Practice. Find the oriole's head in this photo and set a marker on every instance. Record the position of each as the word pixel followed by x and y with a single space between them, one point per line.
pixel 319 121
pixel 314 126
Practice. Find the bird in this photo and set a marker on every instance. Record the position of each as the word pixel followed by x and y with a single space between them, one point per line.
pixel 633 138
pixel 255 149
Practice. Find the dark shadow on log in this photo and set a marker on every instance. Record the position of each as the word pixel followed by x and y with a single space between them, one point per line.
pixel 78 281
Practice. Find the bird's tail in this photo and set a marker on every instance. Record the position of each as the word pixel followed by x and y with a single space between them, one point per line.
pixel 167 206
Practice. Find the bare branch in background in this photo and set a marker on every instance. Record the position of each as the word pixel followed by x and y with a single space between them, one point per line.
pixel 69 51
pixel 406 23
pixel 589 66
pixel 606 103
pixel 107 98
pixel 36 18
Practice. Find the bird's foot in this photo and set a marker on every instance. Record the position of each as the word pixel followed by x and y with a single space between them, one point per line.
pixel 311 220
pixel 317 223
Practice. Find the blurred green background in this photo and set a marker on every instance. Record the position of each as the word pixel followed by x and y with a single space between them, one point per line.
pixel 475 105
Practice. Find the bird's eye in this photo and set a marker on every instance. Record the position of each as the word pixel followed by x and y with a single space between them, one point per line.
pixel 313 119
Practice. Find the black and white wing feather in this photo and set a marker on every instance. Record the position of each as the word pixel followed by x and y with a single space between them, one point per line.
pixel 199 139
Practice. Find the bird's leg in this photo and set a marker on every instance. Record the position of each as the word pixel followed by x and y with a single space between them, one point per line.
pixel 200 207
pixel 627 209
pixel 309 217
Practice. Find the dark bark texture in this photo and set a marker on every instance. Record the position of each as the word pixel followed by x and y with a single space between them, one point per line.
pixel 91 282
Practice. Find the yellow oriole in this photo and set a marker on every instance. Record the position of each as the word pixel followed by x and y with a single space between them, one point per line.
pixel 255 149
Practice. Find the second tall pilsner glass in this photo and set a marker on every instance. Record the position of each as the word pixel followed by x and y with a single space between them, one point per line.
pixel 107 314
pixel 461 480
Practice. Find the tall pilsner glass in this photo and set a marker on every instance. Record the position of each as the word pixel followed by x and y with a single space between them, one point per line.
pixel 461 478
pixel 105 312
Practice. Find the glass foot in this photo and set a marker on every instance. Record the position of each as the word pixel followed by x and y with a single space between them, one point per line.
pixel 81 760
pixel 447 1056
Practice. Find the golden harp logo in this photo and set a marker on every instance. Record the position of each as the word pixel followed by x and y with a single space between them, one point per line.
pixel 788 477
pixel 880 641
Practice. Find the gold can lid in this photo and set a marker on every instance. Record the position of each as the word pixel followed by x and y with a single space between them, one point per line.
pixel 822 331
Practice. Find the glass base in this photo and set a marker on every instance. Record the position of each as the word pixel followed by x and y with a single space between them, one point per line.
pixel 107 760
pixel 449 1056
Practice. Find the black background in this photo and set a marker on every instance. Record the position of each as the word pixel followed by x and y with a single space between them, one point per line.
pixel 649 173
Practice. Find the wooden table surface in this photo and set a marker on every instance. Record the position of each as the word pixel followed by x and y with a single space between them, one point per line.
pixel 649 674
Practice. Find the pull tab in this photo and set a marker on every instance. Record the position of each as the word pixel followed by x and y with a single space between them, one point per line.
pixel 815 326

• _BRIEF_
Swap every "set a marker" in the data above for "place a point" and give all of it again, leaving every other part unchanged.

• _ANSWER TO THIS PROBLEM_
Practice. Find the oriole's head in this photo and place a point on every instance. Record the position of each as the word pixel followed by x and y with a single space between them, one point per line.
pixel 319 121
pixel 314 126
Practice. Find the bird in this photo and place a point on every instance. Record the position of each as the word pixel followed by x and y with a single space between them, one point per line.
pixel 633 138
pixel 255 149
Practice. Find the dark shadow on log in this photo and place a point on every instance. Record the position of each as the word pixel followed by x and y with a single space between them, one point per line.
pixel 78 281
Practice. Find the bird's tail in this photo and place a point on every instance. Record the position of each as the word pixel followed by x and y with a single space between them, one point per line.
pixel 167 206
Practice. Find the bare branch in background in this photo and place a point on every instance. Record the position of each as the word pixel followed by x and y with a single space between them, one point per line.
pixel 69 51
pixel 406 23
pixel 589 66
pixel 606 103
pixel 107 98
pixel 36 18
Practice. Find the bird's foot in this photo and place a point on every instance. Record the position of each as the word pixel followed by x and y with a single space between them, one point per line.
pixel 311 220
pixel 317 223
Practice. Find the blurred green background in this photo and place a point on every instance. Record the position of each as the word pixel followed by x and y with a single space between them, one point per line.
pixel 475 105
Practice. Find the bird's eye in this photo and place a point on every instance. Record the position of each as the word pixel followed by x and y with a single space between them, one point per line.
pixel 313 119
Practice. Find the black and white wing feather in this photo and place a point on every instance. Record the position of each as the word pixel followed by x and y with a single space between them, one point per line.
pixel 199 139
Practice. Find the bird's leg in this photo and place a point on every instance. Record the position of each as the word pixel followed by x and y with a single space between them, one point per line.
pixel 200 207
pixel 627 209
pixel 309 217
Practice. Find the dark bark texture in this photo and place a point on every instance. Record the position of each as the word pixel followed by x and y with a single space between them, one point per line.
pixel 91 282
Practice. Find the yellow oriole in this photo and place a point on every instance. Record the position of each as the word pixel followed by x and y with a single space between them, one point per line.
pixel 255 149
Practice. Find the second tall pilsner glass in this photo and place a point on every instance. Record the position of each as the word pixel followed by x and y with a single space between them, one point per line.
pixel 107 314
pixel 461 480
Practice. Find the tall pilsner glass in this photo and place a point on every instance. Record the position of each as the word pixel followed by x and y with a single space between them, one point per line.
pixel 461 478
pixel 105 312
Practice. Find the glass foot in this photo and place a point on every instance. Record the position of each as the word pixel followed by x and y with a single space between them, one point per line.
pixel 81 760
pixel 447 1056
Practice. Find the golden harp logo in this photo and place a point on every instance. Record the position of each as the word pixel followed by x and y with a single space between them, one point per line.
pixel 788 477
pixel 880 641
Practice. Find the gold can lid in this photo and place a point on every instance. Record the position of each as the word pixel followed by x and y with a single space between them, one point per line.
pixel 822 331
Practice. Find the glass base in this photo and place a point on every instance. Record the position of each as the word pixel followed by x and y with a single space between them, one point per line.
pixel 107 760
pixel 449 1056
Practice. Find the black background in this photo and place a point on every instance. Record the position of each as the word pixel followed by x and y with a single space between them, one point per line.
pixel 649 173
Practice. Find the wooden table surface in this photo and place a point on every instance. Record the position of each as the word pixel followed by x and y with a single space between them, one point per line.
pixel 649 674
Practice. Find the pull tab in this photo and place a point on every instance. Record the position of each as the word pixel followed by x and y with a single space between them, one point per line.
pixel 815 326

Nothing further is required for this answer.